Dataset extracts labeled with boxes
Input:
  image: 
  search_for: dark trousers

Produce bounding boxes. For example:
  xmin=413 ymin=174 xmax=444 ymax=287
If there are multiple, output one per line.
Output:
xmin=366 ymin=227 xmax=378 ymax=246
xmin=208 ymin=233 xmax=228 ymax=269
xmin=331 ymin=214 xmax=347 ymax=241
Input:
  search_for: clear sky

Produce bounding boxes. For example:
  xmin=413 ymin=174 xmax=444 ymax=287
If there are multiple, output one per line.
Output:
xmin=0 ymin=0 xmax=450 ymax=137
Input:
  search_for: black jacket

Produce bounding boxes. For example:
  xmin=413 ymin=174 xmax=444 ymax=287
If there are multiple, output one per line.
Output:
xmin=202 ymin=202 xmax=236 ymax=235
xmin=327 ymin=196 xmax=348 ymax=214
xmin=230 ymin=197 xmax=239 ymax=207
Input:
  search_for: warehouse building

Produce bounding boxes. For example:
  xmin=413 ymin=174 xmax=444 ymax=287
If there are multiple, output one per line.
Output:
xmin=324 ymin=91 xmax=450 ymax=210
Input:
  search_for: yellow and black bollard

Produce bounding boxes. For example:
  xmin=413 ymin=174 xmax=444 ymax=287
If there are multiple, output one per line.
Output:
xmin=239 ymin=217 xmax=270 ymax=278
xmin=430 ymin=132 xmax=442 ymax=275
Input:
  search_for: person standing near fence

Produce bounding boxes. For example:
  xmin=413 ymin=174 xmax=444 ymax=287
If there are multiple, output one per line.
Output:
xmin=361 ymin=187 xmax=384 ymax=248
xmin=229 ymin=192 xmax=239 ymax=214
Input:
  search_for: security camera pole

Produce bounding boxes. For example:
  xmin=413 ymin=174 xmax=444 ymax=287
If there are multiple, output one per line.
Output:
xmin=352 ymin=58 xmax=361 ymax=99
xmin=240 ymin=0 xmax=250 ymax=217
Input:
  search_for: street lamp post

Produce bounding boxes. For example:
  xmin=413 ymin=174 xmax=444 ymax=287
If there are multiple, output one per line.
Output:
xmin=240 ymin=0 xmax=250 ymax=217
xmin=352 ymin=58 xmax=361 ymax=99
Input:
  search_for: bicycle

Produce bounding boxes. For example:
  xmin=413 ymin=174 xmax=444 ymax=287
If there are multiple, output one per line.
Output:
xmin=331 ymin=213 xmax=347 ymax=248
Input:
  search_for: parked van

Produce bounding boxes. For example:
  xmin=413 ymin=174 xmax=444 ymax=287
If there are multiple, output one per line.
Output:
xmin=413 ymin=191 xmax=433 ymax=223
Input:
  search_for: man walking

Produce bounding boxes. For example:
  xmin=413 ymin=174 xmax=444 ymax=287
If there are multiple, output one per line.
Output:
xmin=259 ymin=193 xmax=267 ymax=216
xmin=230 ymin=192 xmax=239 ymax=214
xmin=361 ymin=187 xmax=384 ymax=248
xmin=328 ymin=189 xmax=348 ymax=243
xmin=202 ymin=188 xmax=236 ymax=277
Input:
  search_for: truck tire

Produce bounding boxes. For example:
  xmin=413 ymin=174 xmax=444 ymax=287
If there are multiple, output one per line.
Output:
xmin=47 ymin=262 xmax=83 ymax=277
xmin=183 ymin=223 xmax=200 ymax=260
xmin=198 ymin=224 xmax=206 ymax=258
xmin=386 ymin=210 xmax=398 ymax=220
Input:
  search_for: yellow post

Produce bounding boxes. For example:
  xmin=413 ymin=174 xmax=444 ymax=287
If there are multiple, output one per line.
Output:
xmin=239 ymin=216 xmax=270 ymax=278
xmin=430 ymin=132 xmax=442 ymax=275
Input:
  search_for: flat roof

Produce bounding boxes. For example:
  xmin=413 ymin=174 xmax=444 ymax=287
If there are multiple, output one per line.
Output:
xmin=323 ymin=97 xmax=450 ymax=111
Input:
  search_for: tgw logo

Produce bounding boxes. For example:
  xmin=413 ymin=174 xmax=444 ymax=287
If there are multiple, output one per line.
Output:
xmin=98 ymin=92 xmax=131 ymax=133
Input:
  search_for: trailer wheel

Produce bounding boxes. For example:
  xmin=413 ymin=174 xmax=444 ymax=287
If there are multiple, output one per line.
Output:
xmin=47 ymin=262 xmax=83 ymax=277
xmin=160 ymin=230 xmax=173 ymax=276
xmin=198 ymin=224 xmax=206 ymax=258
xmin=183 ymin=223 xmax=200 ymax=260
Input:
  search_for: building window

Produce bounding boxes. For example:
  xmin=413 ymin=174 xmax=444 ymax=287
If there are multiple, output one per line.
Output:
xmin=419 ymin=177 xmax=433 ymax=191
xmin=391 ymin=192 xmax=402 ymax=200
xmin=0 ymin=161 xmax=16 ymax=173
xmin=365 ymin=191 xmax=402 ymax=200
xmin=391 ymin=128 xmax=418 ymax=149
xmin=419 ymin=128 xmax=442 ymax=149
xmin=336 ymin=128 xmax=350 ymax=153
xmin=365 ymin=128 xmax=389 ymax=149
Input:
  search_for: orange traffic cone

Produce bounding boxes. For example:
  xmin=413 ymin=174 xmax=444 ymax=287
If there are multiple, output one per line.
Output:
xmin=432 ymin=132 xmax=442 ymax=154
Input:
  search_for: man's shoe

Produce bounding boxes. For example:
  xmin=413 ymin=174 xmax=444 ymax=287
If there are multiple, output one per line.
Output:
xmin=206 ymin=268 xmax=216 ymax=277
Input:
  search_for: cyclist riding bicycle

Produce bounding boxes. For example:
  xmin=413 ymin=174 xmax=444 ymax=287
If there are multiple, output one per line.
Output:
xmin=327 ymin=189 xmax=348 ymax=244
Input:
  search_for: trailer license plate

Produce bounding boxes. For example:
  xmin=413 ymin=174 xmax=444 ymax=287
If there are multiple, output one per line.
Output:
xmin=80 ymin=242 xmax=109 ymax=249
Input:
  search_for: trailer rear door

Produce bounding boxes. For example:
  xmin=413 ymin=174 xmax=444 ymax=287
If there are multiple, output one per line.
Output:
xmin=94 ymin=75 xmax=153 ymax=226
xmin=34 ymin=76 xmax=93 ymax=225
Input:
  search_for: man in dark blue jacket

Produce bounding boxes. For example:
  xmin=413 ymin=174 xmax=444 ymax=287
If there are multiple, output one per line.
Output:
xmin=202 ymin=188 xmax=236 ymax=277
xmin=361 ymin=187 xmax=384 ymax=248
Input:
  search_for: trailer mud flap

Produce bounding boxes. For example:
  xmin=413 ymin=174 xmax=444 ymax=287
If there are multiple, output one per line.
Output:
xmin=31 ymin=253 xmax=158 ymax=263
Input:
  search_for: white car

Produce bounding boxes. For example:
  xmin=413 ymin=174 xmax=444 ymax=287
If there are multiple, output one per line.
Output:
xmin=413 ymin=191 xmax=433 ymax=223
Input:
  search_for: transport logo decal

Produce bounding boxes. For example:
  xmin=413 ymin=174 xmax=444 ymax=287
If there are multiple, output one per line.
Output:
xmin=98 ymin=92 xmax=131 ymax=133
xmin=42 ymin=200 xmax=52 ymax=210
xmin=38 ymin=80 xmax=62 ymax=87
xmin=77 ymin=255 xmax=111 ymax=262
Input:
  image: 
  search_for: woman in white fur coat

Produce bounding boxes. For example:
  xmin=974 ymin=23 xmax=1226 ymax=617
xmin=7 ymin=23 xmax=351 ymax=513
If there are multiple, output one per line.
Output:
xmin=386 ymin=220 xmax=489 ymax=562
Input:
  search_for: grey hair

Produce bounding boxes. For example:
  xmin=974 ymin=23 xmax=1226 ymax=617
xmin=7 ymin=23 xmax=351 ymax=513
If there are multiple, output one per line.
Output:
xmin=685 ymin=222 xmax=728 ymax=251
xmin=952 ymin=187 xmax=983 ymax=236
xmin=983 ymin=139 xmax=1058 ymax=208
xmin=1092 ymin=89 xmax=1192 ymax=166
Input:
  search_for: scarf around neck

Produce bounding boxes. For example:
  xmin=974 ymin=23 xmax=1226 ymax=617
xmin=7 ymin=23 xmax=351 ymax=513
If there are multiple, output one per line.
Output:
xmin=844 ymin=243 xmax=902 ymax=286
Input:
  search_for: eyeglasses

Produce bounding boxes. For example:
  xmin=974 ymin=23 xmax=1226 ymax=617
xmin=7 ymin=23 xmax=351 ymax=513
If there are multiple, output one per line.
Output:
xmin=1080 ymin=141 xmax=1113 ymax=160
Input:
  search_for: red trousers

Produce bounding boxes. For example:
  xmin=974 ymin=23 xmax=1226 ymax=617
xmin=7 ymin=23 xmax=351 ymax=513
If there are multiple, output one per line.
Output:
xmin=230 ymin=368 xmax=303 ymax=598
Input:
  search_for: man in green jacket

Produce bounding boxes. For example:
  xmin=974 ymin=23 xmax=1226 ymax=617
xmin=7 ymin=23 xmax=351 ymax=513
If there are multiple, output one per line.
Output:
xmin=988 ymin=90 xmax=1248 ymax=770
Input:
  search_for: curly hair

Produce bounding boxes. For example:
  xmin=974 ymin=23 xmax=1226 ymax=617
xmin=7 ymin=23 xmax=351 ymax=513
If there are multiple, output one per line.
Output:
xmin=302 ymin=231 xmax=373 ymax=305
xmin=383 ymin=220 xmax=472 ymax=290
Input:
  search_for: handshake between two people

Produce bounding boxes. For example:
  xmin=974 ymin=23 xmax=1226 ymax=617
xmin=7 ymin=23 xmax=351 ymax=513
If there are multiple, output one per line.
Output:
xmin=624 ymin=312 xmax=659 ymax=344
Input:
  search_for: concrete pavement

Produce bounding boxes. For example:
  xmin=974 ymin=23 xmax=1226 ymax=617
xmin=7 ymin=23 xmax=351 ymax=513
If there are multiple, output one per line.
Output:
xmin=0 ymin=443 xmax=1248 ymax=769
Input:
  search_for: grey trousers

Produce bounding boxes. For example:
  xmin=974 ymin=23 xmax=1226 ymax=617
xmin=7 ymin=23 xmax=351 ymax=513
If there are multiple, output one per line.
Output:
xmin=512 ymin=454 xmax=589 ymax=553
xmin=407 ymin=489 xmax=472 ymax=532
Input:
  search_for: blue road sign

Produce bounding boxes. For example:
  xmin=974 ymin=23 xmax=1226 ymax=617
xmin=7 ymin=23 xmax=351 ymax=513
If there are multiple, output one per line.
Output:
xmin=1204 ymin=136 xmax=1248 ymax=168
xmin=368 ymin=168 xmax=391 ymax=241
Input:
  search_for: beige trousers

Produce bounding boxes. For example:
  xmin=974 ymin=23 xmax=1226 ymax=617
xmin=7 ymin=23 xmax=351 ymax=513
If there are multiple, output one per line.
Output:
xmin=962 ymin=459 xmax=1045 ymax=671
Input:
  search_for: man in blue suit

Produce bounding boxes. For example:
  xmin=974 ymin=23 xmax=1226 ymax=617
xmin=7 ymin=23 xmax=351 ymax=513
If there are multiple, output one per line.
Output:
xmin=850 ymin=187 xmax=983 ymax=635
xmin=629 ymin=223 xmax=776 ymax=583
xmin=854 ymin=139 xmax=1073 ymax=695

▸ **Goal**
Retype the lines from the very start of the records through the line with "xmin=331 ymin=214 xmax=347 ymax=241", including that line, with every character unchanged.

▸ **Completed task**
Input:
  image: 
  search_for: dark trousers

Produce bounding boxes. For example:
  xmin=413 ymin=174 xmax=444 ymax=287
If there are multiple, output one per line.
Output:
xmin=366 ymin=227 xmax=378 ymax=246
xmin=208 ymin=233 xmax=228 ymax=269
xmin=331 ymin=214 xmax=347 ymax=241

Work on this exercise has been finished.